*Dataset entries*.

=====

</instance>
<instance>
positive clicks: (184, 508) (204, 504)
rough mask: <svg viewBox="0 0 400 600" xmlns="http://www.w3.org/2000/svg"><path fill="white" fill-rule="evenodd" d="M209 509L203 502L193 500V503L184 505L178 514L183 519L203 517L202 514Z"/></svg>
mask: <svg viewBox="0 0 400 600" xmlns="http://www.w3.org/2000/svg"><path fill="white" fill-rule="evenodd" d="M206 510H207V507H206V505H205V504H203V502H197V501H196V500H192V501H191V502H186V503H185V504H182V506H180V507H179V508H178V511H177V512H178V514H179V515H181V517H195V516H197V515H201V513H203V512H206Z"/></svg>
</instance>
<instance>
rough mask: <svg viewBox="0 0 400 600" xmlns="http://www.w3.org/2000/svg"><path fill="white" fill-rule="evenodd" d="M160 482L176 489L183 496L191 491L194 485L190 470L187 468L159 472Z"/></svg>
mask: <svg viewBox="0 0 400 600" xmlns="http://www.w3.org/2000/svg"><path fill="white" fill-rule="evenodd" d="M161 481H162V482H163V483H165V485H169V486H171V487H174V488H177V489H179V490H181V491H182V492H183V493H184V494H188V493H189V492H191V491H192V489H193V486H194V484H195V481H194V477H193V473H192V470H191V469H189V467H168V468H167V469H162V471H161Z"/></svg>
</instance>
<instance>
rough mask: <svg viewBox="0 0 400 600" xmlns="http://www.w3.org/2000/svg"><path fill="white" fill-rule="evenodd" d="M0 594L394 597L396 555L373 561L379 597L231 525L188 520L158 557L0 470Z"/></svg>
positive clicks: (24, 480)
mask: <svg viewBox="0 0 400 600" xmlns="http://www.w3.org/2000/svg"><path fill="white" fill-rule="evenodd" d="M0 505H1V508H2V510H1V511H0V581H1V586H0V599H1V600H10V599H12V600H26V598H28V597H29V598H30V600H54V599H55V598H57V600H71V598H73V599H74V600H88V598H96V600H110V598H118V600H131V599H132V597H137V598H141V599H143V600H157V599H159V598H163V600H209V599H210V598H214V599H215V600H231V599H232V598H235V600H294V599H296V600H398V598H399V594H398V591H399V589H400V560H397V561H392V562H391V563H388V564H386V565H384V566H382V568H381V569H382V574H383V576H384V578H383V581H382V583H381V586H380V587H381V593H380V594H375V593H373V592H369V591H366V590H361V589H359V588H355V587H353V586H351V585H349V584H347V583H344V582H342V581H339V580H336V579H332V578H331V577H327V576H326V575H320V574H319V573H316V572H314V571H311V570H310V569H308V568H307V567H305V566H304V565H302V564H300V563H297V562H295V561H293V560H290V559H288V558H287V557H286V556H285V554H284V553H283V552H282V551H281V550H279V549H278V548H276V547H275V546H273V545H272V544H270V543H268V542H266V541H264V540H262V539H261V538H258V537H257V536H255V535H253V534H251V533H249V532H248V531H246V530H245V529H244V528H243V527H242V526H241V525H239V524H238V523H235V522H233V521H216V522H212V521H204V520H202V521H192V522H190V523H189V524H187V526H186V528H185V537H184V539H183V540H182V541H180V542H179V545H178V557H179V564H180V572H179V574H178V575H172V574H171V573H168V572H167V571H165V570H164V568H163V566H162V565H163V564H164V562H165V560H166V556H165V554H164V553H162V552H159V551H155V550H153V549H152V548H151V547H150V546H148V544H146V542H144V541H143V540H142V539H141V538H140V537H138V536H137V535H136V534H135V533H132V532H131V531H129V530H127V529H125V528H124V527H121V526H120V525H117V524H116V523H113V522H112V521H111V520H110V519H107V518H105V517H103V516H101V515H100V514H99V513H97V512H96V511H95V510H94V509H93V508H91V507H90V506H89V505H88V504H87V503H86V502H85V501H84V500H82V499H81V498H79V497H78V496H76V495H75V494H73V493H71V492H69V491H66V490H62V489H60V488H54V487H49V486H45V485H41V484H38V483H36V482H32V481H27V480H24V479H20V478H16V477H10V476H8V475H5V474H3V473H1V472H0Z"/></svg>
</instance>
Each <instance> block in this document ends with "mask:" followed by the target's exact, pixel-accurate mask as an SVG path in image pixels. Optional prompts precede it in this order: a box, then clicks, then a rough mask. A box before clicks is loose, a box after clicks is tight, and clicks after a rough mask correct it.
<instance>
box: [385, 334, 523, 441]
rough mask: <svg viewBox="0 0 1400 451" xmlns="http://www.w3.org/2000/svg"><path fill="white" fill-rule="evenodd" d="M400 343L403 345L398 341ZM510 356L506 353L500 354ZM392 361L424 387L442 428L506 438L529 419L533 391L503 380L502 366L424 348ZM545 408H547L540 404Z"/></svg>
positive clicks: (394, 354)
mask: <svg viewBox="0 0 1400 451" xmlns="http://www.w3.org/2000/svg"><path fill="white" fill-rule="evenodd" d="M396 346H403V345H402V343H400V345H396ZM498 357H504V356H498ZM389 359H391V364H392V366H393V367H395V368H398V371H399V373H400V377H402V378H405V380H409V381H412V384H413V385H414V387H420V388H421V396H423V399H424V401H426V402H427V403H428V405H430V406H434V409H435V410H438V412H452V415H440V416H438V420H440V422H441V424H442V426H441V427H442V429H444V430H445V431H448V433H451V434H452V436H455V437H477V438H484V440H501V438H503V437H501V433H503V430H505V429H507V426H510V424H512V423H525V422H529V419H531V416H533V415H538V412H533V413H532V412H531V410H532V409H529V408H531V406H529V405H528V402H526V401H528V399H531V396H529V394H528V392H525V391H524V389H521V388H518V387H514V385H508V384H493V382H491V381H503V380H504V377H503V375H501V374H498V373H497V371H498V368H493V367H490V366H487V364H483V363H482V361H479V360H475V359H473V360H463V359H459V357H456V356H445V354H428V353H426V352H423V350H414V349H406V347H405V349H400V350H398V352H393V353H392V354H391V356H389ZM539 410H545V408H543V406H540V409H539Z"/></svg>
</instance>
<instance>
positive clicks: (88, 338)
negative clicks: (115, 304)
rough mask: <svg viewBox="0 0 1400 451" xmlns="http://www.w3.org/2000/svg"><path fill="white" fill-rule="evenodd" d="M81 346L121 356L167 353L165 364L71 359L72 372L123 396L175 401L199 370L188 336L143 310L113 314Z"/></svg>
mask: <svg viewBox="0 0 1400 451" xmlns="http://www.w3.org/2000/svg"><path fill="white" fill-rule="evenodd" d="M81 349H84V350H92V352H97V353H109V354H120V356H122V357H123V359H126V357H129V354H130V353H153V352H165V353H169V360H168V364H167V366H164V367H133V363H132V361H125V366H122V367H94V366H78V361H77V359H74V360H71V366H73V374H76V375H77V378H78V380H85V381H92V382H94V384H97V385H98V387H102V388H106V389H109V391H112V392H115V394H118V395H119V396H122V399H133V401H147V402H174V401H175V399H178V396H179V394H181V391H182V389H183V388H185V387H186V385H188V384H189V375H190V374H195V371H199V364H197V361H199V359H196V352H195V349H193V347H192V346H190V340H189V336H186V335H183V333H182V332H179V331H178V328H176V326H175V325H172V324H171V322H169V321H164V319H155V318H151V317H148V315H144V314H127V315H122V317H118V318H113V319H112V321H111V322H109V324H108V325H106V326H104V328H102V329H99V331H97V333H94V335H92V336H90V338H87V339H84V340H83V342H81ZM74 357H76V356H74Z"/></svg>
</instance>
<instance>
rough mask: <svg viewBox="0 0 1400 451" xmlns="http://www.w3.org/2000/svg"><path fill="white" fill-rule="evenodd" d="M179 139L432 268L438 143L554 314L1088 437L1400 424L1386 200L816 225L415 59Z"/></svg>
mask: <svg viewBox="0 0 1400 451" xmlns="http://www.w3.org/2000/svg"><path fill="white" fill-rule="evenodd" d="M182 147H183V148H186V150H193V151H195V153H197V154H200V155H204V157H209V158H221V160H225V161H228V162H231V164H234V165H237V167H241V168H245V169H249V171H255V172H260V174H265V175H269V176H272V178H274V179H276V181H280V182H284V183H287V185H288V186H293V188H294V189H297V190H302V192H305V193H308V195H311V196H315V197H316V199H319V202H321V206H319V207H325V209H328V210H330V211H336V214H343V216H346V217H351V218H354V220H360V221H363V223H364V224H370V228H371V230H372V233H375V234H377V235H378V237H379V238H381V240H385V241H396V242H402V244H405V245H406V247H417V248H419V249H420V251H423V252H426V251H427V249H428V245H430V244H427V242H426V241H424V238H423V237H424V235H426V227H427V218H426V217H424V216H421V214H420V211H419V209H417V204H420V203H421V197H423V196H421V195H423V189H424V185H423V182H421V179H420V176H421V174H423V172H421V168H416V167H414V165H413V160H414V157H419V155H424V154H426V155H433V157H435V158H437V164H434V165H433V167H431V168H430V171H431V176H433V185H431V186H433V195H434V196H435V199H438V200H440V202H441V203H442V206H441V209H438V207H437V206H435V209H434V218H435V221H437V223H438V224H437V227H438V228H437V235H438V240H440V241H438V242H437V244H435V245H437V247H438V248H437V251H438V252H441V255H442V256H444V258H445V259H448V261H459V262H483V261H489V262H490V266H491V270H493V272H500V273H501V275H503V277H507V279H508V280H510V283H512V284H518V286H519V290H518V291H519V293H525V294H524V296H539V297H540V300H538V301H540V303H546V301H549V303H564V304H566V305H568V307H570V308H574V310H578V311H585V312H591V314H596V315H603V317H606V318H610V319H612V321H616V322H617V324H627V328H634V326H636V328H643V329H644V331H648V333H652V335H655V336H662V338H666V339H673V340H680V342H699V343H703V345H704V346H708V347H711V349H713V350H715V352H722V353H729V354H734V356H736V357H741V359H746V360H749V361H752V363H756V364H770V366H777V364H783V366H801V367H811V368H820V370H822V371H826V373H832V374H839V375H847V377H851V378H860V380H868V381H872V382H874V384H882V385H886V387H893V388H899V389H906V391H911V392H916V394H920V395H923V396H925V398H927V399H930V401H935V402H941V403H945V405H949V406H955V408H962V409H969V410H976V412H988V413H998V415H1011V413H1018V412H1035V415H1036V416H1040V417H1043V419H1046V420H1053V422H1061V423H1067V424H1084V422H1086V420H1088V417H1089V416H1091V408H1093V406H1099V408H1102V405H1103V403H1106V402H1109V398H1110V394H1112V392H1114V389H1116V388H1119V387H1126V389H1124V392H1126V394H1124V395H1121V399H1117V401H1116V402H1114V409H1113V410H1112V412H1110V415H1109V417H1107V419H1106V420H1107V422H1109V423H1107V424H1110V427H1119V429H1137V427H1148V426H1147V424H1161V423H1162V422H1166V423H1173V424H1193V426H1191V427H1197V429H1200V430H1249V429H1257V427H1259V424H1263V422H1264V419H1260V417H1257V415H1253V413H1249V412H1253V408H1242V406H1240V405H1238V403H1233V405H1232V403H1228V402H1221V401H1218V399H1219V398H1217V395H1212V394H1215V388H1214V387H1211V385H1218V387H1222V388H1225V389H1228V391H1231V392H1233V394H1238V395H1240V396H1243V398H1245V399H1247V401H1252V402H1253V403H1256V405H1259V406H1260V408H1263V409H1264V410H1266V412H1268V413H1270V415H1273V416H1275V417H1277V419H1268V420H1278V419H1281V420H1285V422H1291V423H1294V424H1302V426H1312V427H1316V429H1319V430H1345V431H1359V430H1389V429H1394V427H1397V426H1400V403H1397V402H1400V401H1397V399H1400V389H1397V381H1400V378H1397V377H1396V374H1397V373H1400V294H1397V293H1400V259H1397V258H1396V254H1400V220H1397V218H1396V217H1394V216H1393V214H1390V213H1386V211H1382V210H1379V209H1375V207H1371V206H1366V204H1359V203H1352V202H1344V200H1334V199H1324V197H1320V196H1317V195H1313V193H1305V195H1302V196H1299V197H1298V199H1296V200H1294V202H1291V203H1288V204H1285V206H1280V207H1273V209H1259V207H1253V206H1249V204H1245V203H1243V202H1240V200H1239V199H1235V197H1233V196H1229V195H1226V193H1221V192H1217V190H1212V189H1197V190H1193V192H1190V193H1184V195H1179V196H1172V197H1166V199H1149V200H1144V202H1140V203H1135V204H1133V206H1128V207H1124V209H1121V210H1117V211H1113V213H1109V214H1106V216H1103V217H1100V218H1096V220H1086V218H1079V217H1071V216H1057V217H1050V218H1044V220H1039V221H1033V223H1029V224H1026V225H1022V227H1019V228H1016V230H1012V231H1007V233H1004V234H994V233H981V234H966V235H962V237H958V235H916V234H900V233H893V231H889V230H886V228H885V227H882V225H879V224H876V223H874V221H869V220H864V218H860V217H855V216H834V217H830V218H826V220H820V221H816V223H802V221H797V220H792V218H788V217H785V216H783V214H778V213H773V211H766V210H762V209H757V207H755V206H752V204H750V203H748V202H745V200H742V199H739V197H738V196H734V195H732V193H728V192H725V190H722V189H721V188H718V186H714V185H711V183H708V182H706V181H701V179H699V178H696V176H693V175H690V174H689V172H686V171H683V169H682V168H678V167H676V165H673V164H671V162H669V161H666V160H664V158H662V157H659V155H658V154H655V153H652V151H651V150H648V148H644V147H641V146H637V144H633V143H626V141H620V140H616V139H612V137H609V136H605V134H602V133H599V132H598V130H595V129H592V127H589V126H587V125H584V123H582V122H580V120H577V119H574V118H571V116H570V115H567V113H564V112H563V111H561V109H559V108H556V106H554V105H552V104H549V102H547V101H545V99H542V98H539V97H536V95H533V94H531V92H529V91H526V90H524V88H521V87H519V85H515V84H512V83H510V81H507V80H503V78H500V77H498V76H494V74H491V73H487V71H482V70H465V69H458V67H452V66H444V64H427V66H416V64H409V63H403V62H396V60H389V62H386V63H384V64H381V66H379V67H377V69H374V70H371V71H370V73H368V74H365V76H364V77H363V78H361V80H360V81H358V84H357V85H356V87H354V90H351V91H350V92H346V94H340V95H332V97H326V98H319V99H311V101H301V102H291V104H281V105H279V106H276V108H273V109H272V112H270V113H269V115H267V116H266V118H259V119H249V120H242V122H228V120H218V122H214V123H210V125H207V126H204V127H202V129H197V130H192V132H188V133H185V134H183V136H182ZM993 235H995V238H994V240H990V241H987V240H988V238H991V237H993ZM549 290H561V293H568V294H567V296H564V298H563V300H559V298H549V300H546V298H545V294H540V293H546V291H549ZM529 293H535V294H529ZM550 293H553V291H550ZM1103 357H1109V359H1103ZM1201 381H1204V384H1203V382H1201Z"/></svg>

=====

*WORK TO COMPLETE*. Please give back only the lines between the first line of the entries and the line with "594L394 597L396 555L373", both ends included, word for word.

*WRITTEN RESPONSE*.
</instance>
<instance>
positive clicks: (184, 508) (204, 504)
rough mask: <svg viewBox="0 0 400 600" xmlns="http://www.w3.org/2000/svg"><path fill="white" fill-rule="evenodd" d="M209 509L203 502L193 500V503L184 505L178 514L183 519L203 517L202 514Z"/></svg>
mask: <svg viewBox="0 0 400 600" xmlns="http://www.w3.org/2000/svg"><path fill="white" fill-rule="evenodd" d="M206 510H207V507H206V505H205V504H203V502H197V501H196V500H192V501H191V502H186V503H185V504H182V506H180V507H179V508H178V511H177V512H178V514H179V515H181V517H195V516H197V515H201V513H203V512H206Z"/></svg>
</instance>
<instance>
rough mask: <svg viewBox="0 0 400 600" xmlns="http://www.w3.org/2000/svg"><path fill="white" fill-rule="evenodd" d="M160 482L176 489L183 496L191 491L194 485L190 470L187 468L159 472Z"/></svg>
mask: <svg viewBox="0 0 400 600" xmlns="http://www.w3.org/2000/svg"><path fill="white" fill-rule="evenodd" d="M161 481H162V482H163V483H165V485H169V486H171V487H174V488H177V489H179V490H181V491H182V492H183V493H184V494H188V493H189V492H191V491H192V489H193V486H194V484H195V481H194V477H193V473H192V470H191V469H189V467H168V468H167V469H162V471H161Z"/></svg>
</instance>
<instance>
rough mask: <svg viewBox="0 0 400 600" xmlns="http://www.w3.org/2000/svg"><path fill="white" fill-rule="evenodd" d="M0 594L394 597L396 555L373 561L379 597L231 525L188 520L158 557L0 470Z"/></svg>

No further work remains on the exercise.